Reproduce each of the records below word for word, in the same order.

----

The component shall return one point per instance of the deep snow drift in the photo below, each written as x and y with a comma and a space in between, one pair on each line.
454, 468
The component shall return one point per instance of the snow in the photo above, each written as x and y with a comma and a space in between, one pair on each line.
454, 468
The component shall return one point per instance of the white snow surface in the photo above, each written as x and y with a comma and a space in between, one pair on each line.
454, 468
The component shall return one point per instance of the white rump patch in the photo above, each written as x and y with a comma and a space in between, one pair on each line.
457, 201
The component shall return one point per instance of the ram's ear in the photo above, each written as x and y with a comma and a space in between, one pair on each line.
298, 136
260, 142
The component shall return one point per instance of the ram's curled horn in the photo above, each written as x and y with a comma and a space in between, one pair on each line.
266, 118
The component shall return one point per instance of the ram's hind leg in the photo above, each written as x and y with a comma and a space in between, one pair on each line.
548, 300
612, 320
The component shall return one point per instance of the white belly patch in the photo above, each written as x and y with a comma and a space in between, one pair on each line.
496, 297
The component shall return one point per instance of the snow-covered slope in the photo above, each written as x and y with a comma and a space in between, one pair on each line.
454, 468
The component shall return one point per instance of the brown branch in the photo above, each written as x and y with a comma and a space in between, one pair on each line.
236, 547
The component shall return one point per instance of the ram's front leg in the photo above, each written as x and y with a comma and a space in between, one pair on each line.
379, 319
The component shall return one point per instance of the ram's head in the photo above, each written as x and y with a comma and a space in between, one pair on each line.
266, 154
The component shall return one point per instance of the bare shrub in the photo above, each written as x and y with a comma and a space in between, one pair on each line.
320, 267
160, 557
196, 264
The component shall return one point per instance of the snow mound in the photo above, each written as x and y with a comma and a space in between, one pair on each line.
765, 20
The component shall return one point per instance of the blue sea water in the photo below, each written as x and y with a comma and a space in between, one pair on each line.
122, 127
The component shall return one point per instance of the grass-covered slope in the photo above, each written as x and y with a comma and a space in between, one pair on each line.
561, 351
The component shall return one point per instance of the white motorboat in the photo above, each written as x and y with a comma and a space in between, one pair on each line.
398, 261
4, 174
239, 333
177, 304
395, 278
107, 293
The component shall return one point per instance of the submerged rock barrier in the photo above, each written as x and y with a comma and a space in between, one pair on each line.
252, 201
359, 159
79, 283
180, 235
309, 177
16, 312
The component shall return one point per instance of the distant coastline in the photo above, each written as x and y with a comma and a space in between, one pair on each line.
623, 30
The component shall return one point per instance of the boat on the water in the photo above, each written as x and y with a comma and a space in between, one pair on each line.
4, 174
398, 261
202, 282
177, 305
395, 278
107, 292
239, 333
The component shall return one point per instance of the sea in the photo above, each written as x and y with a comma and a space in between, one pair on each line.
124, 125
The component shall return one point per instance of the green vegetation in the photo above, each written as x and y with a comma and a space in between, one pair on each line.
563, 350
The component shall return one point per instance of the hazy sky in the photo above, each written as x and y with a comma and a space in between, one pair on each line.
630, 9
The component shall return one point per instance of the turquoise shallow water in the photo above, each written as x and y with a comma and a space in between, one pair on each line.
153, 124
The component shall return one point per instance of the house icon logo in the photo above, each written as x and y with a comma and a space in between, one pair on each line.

----

*EXERCISE SOLUTION*.
The component shall return one point per instance of the deep snow drift in the photo below, each written as x and y with a comma and a space in between, one pair on each line.
454, 468
The component shall return one point per instance of the snow in the photo above, each written as x and y with a comma and a space in between, one pair on each line.
454, 468
The component shall return one point per instance of the white snow surface in the photo above, each written as x and y with a comma and a space in between, one pair on each line.
454, 468
The component shall return one point per instance of the white rump patch in the photo above, each written as x and y with a comma and a space in between, one pair on each line.
457, 201
The component shall return one point per instance of the ram's ear in the photo above, each written as x and y with a comma and a space in between, one pair on each line.
298, 136
260, 142
The component shall return one point per instance of the ram's curled horn in the photo above, each written as x and y with a comma and a space in between, one pair on each line.
266, 118
The component shall return one point per instance of the ram's hind leg in the photo above, each written as x and y with a comma and a space in between, one pair on each line.
548, 300
612, 320
The component shall return one point per instance of the white belly patch in the photo above, each written as x and y with a comma and a space in between, one pair on each line.
496, 297
The component shall return one point per instance of the snow-covered slope in the photo above, each written as x and y with a comma and a space in between, one pair on each line.
454, 468
The component shall return one point per instance of the brown branch in the photo above, each written as x and y with a comma and a space in between, one pair on each line.
236, 547
The component shall return one point per instance of the ram's front leg in the photo above, each written as x and y with a comma and a space in between, one pair on each line.
379, 319
The component shall return one point per instance of the ram's head in the photo above, each written as x and y with a comma and a space in between, one pair on each line.
266, 154
The component shall return one point per instance of the bare shrub in the photo above, each written as x and y with a comma and a space in between, one pair on each line.
320, 267
160, 557
196, 264
The component shall return one point per instance of the snow mound in the photo above, each written as x and y with a comma and a space in between, one pair on each line.
765, 20
The component shall return one point per instance of the blue sea water in the photo below, each written as x and y with a comma and a space in between, one pair on each line.
122, 127
The component shall return one point per instance of the grass-covered slope in the photo above, each written as x and y with a comma and a space in between, one pair on each line.
561, 351
The component shall return one point per instance of the white motorboat in the photo above, each written as x and y with a comma and a space in between, one pair on each line.
398, 261
4, 174
239, 333
177, 304
395, 278
107, 293
The component shall return one point per instance of the submerged rock barrier in the photo above, each written as x and y with a comma and a space in between, one pair on each line.
252, 201
359, 159
79, 283
180, 235
309, 177
16, 312
The component shall return one point per instance of the distant coastline in the photo above, each written as x and y with a comma and a space in between, one pair on each line.
623, 30
The component shall return one point per instance of the boat on the water in the photo above, each written as x and y with a comma and a space in between, one pair on each line.
4, 174
398, 261
202, 282
177, 305
395, 278
107, 292
239, 333
The component shall return one point per instance of the sea in the photo above, each written as x and y with a comma and a space in between, one pair on each line.
124, 125
The component shall return one point per instance of the green vegetation in the photo above, each written as x and y with a comma and a space in between, one pair on each line.
563, 350
The component shall return one point per instance of the hazy sky in the photo above, each written as x and y with a comma and a space in between, one pair on each line.
630, 9
The component shall return one point per instance of the turquoise shallow water in the photo above, each written as x and y with a comma and a space in between, one pair on each line.
153, 124
The component shall return one point per instance of the house icon logo in the photo above, each written as x and y with a comma and a space in between, one pair on each line.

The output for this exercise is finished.